• _TASK REQUIREMENTS_:
The required output is the line containing "the bridge deck" followed by every later line through the end of the data, all reproduced exactly.

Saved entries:
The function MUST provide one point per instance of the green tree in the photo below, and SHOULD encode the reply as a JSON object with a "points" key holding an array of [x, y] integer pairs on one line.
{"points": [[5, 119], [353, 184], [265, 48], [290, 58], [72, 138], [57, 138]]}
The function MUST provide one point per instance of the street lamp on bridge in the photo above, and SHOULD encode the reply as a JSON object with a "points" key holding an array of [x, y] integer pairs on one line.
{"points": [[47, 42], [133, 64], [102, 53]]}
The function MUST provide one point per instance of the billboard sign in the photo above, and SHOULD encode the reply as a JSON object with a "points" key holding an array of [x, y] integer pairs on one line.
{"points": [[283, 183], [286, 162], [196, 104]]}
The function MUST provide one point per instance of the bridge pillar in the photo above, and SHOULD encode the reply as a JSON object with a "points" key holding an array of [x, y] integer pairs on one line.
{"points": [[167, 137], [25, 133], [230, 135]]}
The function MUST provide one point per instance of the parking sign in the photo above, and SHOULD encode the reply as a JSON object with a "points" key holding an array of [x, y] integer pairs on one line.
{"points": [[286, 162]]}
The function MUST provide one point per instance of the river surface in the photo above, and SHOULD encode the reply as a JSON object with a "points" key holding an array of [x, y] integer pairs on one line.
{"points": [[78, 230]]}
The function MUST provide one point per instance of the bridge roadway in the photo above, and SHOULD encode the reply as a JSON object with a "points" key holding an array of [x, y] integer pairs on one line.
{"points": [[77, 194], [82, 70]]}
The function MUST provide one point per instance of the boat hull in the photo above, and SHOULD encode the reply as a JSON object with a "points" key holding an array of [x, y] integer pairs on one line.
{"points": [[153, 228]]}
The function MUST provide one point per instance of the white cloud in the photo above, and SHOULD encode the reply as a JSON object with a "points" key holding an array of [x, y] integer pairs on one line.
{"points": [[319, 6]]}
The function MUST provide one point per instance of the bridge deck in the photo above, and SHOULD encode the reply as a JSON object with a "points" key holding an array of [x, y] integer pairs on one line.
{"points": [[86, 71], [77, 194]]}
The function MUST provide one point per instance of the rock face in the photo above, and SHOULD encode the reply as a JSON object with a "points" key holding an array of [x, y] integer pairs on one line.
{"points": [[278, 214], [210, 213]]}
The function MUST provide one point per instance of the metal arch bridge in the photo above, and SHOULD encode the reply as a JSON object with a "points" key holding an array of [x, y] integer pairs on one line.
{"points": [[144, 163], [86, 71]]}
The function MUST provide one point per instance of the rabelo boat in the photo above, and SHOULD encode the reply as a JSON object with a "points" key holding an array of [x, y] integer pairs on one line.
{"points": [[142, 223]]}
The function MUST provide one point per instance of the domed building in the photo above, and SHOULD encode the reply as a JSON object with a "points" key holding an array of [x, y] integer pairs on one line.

• _EXPECTED ANSWER_:
The function MUST provide one point per instance of the bridge deck in the photo above, and SHOULD encode the reply as a JSON object with a "points" key holding an array of [x, y] integer pairs on one line.
{"points": [[86, 71], [77, 194]]}
The function MUST provide one point per instance of the rock face in the photo above, and SHOULD encode the reply as a JSON object with a "points" key holding an array of [x, y] integer pairs on one line.
{"points": [[278, 214], [210, 213]]}
The function MUST provide one point per instance of the metal arch bridge in the photo above, and SHOULD encode the reply as a JSON object with a "points" key holding an array of [x, y] integer pairs on one line.
{"points": [[144, 163], [86, 71]]}
The function MUST provide one point per instance of the rabelo boat in the photo above, and SHOULD encode the reply as a JSON object with a "points" key holding an array of [x, y] integer pairs on one line.
{"points": [[142, 223]]}
The function MUST provide one point per instance of the domed building in the photo above, and SHOULD encode the reply as a JSON object with a "points" key holding an array of [x, y] integer pairs on one line.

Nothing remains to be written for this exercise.